__STATED TASK__
Pictures stay out of the copy; output exactly the lines from the one containing "Objective — for every instance of the black trousers, mark" through the end of the material.

__SUPPLIED RECORDS__
☆ ☆ ☆ ☆

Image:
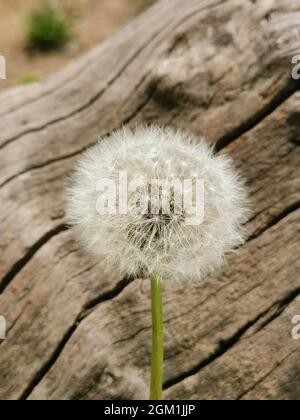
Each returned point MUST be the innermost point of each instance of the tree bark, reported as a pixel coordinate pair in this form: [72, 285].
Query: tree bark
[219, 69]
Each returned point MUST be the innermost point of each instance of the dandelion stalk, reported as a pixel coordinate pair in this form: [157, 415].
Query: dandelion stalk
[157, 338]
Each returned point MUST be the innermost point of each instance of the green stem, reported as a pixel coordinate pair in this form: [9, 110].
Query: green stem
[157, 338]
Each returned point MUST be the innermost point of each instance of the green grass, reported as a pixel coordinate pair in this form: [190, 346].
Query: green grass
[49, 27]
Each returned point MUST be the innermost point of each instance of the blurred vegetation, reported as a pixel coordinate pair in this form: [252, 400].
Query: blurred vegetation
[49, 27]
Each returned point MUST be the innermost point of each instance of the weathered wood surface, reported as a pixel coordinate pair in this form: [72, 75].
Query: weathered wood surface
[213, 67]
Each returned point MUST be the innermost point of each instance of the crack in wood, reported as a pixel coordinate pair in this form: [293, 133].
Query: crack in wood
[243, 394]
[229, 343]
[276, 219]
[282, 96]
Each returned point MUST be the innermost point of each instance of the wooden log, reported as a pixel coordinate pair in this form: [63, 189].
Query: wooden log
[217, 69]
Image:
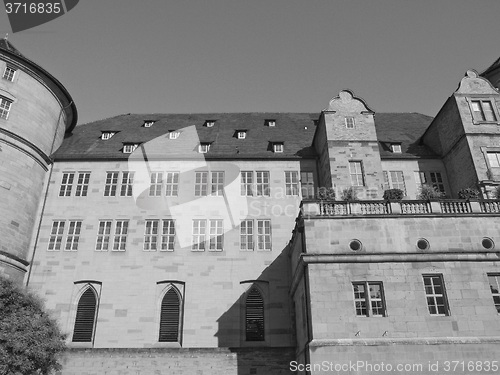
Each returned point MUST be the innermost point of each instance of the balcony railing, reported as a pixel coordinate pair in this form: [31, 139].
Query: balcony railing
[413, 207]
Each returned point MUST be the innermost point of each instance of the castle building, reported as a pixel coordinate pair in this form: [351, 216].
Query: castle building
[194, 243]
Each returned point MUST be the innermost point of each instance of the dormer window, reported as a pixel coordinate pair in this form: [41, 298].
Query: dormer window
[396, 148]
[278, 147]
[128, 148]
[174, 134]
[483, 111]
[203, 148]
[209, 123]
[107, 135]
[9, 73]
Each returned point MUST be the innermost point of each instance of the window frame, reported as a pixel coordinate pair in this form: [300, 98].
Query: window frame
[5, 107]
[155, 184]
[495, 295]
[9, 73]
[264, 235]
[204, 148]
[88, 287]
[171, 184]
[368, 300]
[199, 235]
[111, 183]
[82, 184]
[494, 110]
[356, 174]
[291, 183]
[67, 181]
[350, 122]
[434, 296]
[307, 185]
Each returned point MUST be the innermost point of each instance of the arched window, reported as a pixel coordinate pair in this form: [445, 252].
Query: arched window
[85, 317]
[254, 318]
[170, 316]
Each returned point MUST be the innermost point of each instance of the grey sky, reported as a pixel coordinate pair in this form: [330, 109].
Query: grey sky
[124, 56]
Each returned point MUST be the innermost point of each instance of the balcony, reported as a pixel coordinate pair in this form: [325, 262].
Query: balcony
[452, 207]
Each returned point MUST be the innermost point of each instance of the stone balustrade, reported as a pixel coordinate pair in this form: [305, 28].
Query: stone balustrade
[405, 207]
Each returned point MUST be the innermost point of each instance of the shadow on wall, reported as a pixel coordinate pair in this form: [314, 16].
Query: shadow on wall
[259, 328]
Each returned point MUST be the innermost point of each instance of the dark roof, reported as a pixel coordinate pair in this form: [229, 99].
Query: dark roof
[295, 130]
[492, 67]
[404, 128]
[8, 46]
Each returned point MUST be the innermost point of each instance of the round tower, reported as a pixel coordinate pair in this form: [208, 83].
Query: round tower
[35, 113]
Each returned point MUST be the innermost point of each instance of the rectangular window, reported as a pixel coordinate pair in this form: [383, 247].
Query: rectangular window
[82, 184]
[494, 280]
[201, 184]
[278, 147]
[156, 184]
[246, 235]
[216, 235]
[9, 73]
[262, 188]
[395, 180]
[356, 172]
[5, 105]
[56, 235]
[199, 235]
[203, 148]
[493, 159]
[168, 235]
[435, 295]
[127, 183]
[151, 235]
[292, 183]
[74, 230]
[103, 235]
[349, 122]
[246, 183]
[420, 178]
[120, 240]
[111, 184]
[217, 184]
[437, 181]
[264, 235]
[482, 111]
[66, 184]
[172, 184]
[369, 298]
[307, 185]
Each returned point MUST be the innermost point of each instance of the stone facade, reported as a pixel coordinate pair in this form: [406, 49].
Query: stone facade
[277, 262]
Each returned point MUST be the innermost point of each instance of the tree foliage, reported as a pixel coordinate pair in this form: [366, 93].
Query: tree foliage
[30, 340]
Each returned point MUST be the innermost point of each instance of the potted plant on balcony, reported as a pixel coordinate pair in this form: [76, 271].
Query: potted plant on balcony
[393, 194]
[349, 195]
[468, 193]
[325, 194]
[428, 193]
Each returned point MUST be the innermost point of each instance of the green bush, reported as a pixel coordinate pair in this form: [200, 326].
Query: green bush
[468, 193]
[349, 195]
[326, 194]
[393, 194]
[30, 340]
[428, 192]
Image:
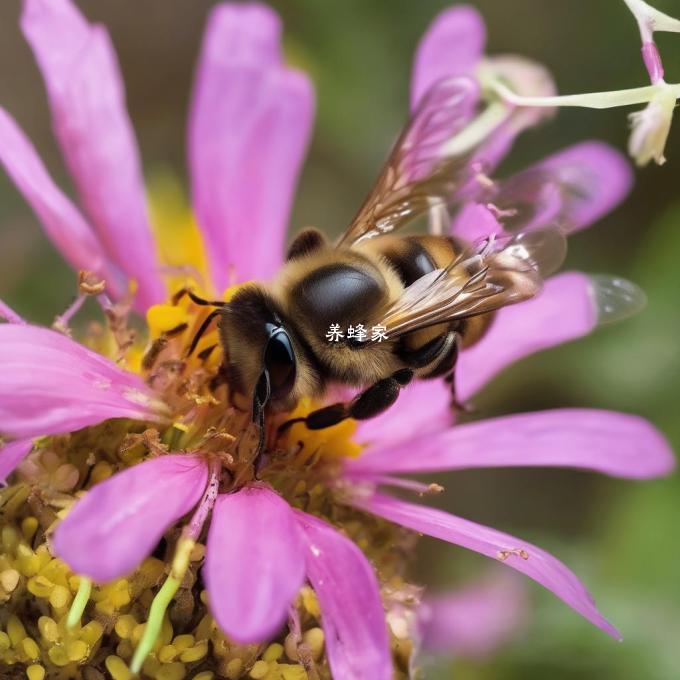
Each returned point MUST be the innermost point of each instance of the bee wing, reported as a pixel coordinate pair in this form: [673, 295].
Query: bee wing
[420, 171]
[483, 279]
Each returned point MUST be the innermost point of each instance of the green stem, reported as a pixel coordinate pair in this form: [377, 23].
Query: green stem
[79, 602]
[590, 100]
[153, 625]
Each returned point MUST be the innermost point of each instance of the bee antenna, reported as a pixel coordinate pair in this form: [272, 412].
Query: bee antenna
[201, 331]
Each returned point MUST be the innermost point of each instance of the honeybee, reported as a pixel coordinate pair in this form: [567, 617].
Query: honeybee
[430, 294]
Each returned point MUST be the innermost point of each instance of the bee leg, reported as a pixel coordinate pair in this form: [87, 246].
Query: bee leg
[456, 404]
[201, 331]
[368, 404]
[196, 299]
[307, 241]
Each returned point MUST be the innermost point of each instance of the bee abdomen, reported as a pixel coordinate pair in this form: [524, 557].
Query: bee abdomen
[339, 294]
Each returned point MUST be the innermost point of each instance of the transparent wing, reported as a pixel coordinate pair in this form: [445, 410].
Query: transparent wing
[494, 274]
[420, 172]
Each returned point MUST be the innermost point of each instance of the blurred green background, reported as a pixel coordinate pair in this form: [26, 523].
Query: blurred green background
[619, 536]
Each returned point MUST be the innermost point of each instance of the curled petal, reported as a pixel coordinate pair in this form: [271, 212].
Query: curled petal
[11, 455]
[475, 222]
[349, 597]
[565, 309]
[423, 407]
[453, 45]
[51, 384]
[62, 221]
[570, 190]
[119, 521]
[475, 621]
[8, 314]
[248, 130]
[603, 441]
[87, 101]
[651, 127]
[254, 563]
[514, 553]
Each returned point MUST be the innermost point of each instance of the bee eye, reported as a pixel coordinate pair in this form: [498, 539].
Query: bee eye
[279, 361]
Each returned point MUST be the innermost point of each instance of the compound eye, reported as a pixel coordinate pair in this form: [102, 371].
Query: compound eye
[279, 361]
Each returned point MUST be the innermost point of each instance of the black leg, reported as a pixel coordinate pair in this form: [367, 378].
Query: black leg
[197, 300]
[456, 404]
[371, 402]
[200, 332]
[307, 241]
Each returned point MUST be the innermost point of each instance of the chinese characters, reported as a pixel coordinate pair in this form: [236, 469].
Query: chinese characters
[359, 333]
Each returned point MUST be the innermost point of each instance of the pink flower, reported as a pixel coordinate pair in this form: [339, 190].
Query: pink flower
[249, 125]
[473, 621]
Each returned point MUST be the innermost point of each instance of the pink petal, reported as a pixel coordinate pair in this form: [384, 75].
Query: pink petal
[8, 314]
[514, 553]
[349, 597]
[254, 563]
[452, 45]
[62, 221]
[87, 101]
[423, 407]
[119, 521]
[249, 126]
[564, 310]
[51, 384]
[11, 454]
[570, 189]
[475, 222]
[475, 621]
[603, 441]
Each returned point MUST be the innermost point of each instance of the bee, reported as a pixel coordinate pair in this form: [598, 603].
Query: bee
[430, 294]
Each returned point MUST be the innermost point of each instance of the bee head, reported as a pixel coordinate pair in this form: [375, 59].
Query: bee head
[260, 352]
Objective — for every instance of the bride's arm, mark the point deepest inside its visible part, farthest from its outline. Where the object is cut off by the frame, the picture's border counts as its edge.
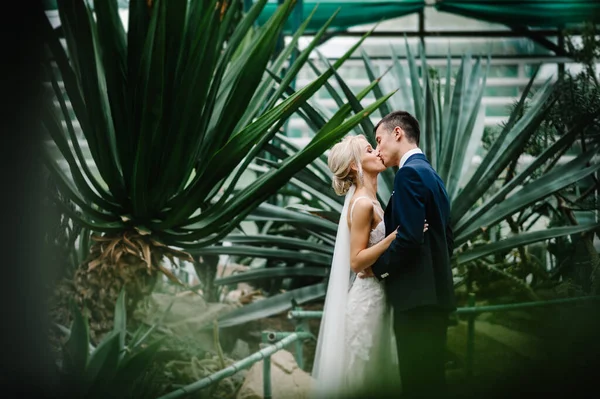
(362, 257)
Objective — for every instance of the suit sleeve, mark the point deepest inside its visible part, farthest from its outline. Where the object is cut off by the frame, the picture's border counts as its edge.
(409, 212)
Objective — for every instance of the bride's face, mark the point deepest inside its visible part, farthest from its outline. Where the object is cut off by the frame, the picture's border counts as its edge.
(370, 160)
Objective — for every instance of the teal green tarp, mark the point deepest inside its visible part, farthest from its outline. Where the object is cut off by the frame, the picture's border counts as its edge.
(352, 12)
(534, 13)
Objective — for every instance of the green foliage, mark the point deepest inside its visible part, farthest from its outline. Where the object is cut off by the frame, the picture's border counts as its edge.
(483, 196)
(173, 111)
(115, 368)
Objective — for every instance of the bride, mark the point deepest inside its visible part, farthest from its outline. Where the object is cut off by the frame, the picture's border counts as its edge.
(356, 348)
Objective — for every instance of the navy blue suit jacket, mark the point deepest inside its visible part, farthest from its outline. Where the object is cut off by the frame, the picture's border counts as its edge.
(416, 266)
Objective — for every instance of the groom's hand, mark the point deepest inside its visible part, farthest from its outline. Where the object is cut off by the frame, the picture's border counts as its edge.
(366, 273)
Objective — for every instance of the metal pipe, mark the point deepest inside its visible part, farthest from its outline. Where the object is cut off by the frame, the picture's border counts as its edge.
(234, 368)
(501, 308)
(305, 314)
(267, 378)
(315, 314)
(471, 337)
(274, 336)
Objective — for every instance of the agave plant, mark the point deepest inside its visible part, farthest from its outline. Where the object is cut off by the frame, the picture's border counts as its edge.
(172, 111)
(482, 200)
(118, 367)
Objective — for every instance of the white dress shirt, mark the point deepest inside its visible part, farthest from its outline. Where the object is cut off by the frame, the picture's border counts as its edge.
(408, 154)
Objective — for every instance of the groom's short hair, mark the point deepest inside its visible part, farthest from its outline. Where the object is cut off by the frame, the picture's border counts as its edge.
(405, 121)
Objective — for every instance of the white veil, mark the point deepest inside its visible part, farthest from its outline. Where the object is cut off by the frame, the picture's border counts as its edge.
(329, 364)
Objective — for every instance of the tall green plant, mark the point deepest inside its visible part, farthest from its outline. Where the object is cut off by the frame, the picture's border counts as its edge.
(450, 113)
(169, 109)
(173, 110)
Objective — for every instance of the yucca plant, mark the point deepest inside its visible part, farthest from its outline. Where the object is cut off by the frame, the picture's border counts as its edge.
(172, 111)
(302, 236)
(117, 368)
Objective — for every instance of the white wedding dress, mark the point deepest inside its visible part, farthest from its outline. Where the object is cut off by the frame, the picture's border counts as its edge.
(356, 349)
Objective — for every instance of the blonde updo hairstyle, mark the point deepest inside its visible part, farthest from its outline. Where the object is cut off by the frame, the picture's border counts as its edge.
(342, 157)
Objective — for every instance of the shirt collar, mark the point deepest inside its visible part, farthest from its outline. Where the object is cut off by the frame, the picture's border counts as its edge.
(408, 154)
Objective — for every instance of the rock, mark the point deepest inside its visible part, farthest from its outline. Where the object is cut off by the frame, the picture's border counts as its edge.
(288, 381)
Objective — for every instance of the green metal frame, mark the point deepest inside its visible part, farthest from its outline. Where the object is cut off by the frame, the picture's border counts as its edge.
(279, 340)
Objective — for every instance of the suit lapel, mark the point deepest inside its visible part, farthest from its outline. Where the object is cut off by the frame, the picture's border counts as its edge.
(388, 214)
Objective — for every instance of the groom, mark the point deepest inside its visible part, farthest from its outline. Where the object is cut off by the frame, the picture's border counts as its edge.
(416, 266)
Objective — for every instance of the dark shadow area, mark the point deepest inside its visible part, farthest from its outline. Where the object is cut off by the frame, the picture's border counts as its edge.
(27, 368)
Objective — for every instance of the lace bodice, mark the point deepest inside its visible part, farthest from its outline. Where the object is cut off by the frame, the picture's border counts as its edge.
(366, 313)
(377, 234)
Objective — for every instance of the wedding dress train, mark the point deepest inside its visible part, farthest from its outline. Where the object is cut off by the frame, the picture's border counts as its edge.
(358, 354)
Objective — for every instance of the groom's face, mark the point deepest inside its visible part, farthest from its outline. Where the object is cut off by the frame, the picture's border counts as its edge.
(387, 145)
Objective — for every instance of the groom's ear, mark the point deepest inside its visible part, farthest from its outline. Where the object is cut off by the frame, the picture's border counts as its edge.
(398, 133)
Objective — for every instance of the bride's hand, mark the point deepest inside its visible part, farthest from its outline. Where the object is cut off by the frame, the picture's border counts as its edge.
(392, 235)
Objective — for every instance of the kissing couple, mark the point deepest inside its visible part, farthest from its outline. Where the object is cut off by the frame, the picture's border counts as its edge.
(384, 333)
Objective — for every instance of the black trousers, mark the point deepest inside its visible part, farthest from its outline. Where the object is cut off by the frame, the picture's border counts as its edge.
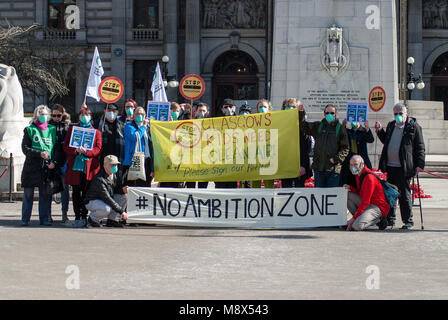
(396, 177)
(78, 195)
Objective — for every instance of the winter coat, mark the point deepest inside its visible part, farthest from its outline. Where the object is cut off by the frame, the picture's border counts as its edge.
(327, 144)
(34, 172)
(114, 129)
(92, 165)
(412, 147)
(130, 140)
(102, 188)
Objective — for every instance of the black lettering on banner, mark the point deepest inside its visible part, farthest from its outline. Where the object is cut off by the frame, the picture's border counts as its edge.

☆ ☆ ☆ ☆

__ANSWER TO THE PROBLEM__
Objective — for every instance of the black trousers, mark the point deepest inside its visible part, farthest from its outline. Where the object is cut off by the frame, the picture's border counts as its edge.
(396, 177)
(78, 195)
Objective — for every instance of the winter coat, mark the point deepest inside its visible part, farthest from its outline. Where the object is cut off by the frame, the picture's border counts as its edge.
(327, 144)
(34, 172)
(114, 129)
(92, 165)
(412, 147)
(130, 140)
(102, 188)
Objective — for every instance of the black lettering on banner, mark the point deepest inside its visible part, farthest from its outline. Where the object is cut off by the frame, the picture's border counts as its edge.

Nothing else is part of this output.